Dashboards: Not Just For Execs Anymore
When people think of management dashboards, they often think of what used to be called executive information systems (EIS). An EIS provides a fancy computer display of key financial metrics for the corner office. But research by John Hagerty, an analyst at AMR Research Inc. in Boston, indicates that dashboards (also called scorecards) are showing up at all levels of the company and provide data other than financial metrics.
Call it the democratization of dashboards. Hagerty says they're being used in a variety of departments, including customer service, manufacturing, sales, human resources and supply chain management. The big difference is that these dashboards provide operational performance metrics instead of financial statistics.
Message to Vendors: Don't Get Too Fancy
Skip the bells and whistles, and just give customers the core business-intelligence capabilities, said Gartner Inc. analyst Bill Hostmann in a recent warning to vendors. "A vendor putting all of its resources into the latest, trendy technology is usually wasting its time and money," he said.

---

Work instructions:
**1)** In the dashboards article, what do the newer dashboards provide instead of financial statistics?
**2)** Duplicate the part of the dashboards article that opens with the words containing "Call it the" and closes with "of financial statistics.".
The lines after the dashboards article are separate material.

Data shown:

---

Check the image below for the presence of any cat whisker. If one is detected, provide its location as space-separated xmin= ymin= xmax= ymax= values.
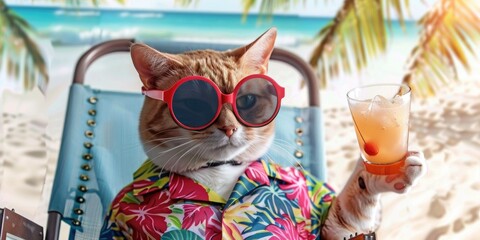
xmin=172 ymin=144 xmax=201 ymax=172
xmin=146 ymin=140 xmax=195 ymax=154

---

Answers for the exercise:
**1)** Operational performance metrics.

**2)**
Call it the democratization of dashboards. Hagerty says they're being used in a variety of departments, including customer service, manufacturing, sales, human resources and supply chain management. The big difference is that these dashboards provide operational performance metrics instead of financial statistics.